Print each of the entries exactly, leaving nothing out.

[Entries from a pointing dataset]
#####
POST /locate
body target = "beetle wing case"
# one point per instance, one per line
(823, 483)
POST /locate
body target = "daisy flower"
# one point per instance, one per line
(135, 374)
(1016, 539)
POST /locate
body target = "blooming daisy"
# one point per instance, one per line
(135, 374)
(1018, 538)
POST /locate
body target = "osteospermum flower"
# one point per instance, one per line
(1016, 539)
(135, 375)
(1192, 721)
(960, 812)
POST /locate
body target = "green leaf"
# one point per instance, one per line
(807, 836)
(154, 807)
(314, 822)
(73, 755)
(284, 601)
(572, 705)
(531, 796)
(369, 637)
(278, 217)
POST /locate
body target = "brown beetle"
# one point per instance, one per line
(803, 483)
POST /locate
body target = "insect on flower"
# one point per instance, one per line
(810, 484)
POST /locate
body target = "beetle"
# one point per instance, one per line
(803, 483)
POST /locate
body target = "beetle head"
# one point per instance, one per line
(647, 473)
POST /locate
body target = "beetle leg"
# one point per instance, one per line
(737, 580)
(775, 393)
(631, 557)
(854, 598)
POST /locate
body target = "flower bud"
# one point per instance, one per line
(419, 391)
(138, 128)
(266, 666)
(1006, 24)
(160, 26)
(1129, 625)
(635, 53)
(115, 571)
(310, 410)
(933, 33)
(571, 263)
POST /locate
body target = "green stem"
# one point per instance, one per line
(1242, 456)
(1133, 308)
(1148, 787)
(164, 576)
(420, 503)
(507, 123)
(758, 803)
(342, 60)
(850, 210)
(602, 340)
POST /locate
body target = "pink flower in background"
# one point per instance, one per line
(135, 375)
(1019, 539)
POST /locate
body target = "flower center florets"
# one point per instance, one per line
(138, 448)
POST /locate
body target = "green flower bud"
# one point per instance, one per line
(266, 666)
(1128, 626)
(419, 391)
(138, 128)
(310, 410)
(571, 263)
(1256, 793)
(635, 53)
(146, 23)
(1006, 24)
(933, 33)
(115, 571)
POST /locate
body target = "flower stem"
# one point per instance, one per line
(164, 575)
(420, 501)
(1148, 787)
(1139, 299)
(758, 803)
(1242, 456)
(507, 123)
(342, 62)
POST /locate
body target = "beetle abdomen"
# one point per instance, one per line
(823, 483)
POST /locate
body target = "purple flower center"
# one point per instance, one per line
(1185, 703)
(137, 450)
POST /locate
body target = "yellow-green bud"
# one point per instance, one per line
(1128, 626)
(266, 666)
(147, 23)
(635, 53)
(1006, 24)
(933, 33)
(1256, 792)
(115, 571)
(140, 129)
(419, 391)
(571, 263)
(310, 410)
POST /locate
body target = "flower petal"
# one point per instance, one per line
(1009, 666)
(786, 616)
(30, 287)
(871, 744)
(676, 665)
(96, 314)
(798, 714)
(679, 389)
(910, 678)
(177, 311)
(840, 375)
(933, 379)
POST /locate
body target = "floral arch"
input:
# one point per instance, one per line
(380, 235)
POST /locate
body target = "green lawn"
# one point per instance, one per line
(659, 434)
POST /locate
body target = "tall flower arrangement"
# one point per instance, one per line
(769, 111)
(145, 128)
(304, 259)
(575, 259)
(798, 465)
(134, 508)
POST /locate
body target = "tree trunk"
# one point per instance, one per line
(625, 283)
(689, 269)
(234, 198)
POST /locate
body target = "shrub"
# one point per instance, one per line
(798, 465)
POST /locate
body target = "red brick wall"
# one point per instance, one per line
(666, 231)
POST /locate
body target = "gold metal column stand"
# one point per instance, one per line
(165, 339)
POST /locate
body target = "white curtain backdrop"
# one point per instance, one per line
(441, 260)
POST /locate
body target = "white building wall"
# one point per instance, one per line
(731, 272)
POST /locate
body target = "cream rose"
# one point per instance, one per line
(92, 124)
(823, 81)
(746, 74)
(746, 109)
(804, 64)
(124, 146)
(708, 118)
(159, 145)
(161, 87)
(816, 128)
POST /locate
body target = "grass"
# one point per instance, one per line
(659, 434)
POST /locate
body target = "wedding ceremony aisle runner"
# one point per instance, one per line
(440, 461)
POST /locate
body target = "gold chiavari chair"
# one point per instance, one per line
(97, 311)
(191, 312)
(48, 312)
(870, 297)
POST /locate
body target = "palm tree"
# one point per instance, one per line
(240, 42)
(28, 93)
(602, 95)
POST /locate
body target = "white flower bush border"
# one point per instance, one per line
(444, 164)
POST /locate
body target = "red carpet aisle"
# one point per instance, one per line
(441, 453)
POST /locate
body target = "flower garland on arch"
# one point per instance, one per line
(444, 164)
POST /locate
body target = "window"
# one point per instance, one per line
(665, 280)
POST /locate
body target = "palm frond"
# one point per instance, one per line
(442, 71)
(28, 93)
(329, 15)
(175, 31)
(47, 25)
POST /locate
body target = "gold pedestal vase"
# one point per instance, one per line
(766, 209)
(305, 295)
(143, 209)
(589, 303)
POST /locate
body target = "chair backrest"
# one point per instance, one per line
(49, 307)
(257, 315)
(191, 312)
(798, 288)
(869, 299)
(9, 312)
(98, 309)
#####
## [Complete response]
POST /locate
body target = "beetle wing case"
# one point per instance, one per line
(823, 483)
POST /locate
body target = "daisy flower"
# one point per instance, one per line
(135, 374)
(1016, 539)
POST /locate
body target = "blooming daisy"
# one point per instance, one per line
(135, 374)
(1018, 538)
POST /locate
body target = "osteospermum flower"
# one point per instance, one per line
(1016, 539)
(135, 375)
(1192, 721)
(960, 812)
POST /locate
body target = "green leaf"
# one point per instance, one per line
(807, 836)
(154, 807)
(314, 822)
(73, 755)
(284, 601)
(572, 705)
(531, 796)
(369, 637)
(278, 217)
POST /locate
body target = "brown beetle"
# one point per instance, one per line
(803, 483)
POST /locate
body target = "insect on flower"
# one point per instance, one per line
(810, 484)
POST /locate
body target = "beetle"
# one point per instance, one per line
(803, 483)
POST /locate
body target = "beetle head"
# one point per instance, one per line
(647, 473)
POST /locate
body target = "beetle leg"
# one point per instance, one per line
(737, 580)
(775, 393)
(631, 557)
(854, 598)
POST /locate
body target = "flower bud"
# one point per instance, one per line
(419, 391)
(138, 128)
(266, 666)
(1006, 24)
(160, 26)
(1129, 625)
(635, 53)
(115, 571)
(310, 410)
(933, 33)
(571, 263)
POST /locate
body target = "green stem"
# one point per instance, one per line
(1242, 456)
(1133, 308)
(1148, 787)
(164, 576)
(420, 503)
(507, 123)
(758, 803)
(342, 60)
(850, 210)
(602, 340)
POST /locate
body target = "pink flower in background"
# one point per instance, one per line
(135, 375)
(1019, 539)
POST /locate
body target = "flower center florets"
# one point per instance, one per line
(138, 448)
POST /locate
body target = "green flower bud"
# one point per instance, one per line
(266, 666)
(1128, 626)
(419, 391)
(138, 128)
(310, 410)
(571, 263)
(1256, 793)
(635, 53)
(146, 23)
(1006, 24)
(933, 33)
(115, 571)
POST /locate
body target = "flower stem"
# one point per instance, one per line
(164, 575)
(420, 501)
(1148, 787)
(1139, 299)
(758, 803)
(1242, 456)
(507, 123)
(342, 62)
POST /locate
body target = "beetle abdomen"
# one point per instance, one per line
(823, 483)
POST /locate
body target = "purple flower center"
# one point per instance, one per line
(1185, 703)
(137, 450)
POST /locate
body target = "yellow-green bud"
# one point per instance, one per line
(1128, 626)
(266, 666)
(147, 23)
(635, 53)
(1006, 24)
(933, 33)
(1256, 792)
(115, 571)
(140, 129)
(419, 391)
(571, 263)
(310, 410)
POST /locate
body target = "flower petal"
# one point per instance, one per line
(1009, 666)
(786, 616)
(30, 287)
(871, 744)
(676, 665)
(96, 314)
(798, 714)
(679, 389)
(910, 678)
(177, 311)
(840, 375)
(933, 379)
POST /locate
body target = "floral arch"
input:
# one point per instance, one per line
(380, 235)
POST /locate
body target = "green lawn"
# one point per instance, one per line
(659, 434)
POST /locate
body target = "tall flower arrangement"
# one point per instance, one per line
(769, 111)
(145, 128)
(304, 259)
(575, 259)
(798, 465)
(134, 508)
POST /locate
body target = "tree trunk"
# one point per instance, one per line
(625, 283)
(689, 269)
(234, 198)
POST /locate
body target = "shrub"
# one point per instance, one per line
(798, 465)
POST /locate
body target = "red brick wall"
# one point per instance, one per line
(666, 231)
POST /locate
body target = "gold metal column stand"
# one point per instance, one per line
(165, 339)
POST /locate
body target = "white curtain backdrop"
# one point per instance, one per line
(441, 260)
POST /locate
body target = "white building wall"
# one point per instance, one per line
(731, 272)
POST /locate
body target = "cream rose"
# one point per instance, one per line
(92, 124)
(823, 81)
(746, 74)
(746, 109)
(804, 64)
(124, 146)
(708, 118)
(159, 145)
(161, 87)
(816, 128)
POST /locate
body target = "grass"
# one point per instance, one per line
(659, 434)
POST /locate
body target = "wedding ceremony aisle runner"
# one point per instance, one per line
(440, 461)
POST /locate
body target = "gold chiavari chair"
# one point per instance, one per line
(97, 311)
(191, 312)
(48, 312)
(870, 297)
POST /locate
body target = "palm tree"
# one point per instance, one per line
(240, 42)
(28, 93)
(602, 95)
POST /locate
body target = "white flower bush border"
# one point per instance, one per line
(444, 164)
POST /locate
body target = "red carpet aisle"
# one point per instance, one per line
(441, 453)
POST /locate
body target = "flower garland on arch"
# one point per instance, one per line
(444, 164)
POST /locate
body target = "window"
# one point per instance, one per line
(665, 280)
POST /locate
body target = "palm frond"
# one point per instance, one per line
(442, 71)
(28, 93)
(329, 15)
(175, 31)
(47, 25)
POST /locate
body target = "gold pedestal vase"
# one point per instance, one per line
(766, 209)
(305, 295)
(143, 209)
(589, 303)
POST /locate
body target = "chair backrest"
# one point per instance, one per line
(49, 307)
(257, 315)
(191, 312)
(798, 288)
(869, 299)
(9, 312)
(98, 309)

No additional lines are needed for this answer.